Which two kinds of images does the lung cancer subtype network described in the paper summary take as input?

--- EXTRACT ---

CC-DCNet: Dynamic Convolutional Neural Network with Contrastive Constraints for Identifying Lung Cancer Subtypes on Multi-modality Images
This work addresses the need for better diagnostic tools in clinical settings for lung cancer patients, but it is incremental as it builds on existing deep learning methods by adding multi-modality processing.
The paper tackled the problem of accurately diagnosing lung cancer subtypes by proposing a deep learning network that uses multi-modality images (CT and pathological images), resulting in significant improvements in accuracy metrics like ACC, AUC, and F1-score on a large-scale multi-center dataset.
The accurate diagnosis of pathological subtypes of lung cancer is of paramount importance for follow-up treatments and prognosis managements. Assessment methods utilizing deep learning technologies have introduced novel approaches for clinical diagnosis. However, the majority of existing models rely solely on single-modality image input, leading to limited diagnostic accuracy. To this end, we propose a novel deep learning network designed to accurately classify lung cancer subtype with multi-dimensional and multi-modality images, i.e., CT and pathological images. The strength of the proposed model lies in its ability to dynamically process both paired CT-pathological image sets as well as independent CT image sets, and consequently optimize the pathology-related feature extractions from CT images. This adaptive learning approach enhances the flexibility in processing multi-dimensional and multi-modality datasets and results in performance elevating in the model testing phase. We also develop a contrastive constraint module, which quantitatively maps the cross-modality associations through network training, and thereby helps to explore the "gold standard" pathological information from the corresponding CT scans. To evaluate the effectiveness, adaptability, and generalization ability of our model, we conducted extensive experiments on a large-scale multi-center dataset and compared our model with a series of state-of-the-art classification models. The experimental results demonstrated the superiority of our model for lung cancer subtype classification, showcasing significant improvements in accuracy metrics such as ACC, AUC, and F1-score.

--- INFORMATION SHOWN ---

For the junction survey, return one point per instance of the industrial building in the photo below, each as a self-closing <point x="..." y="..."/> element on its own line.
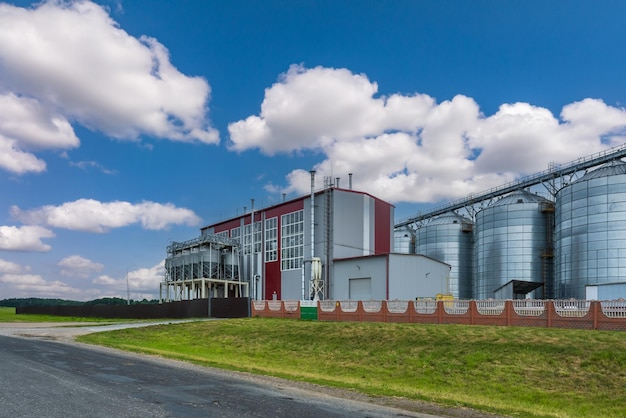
<point x="510" y="242"/>
<point x="569" y="244"/>
<point x="335" y="243"/>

---

- SOLUTION TO THE PROBLEM:
CT images and pathological images.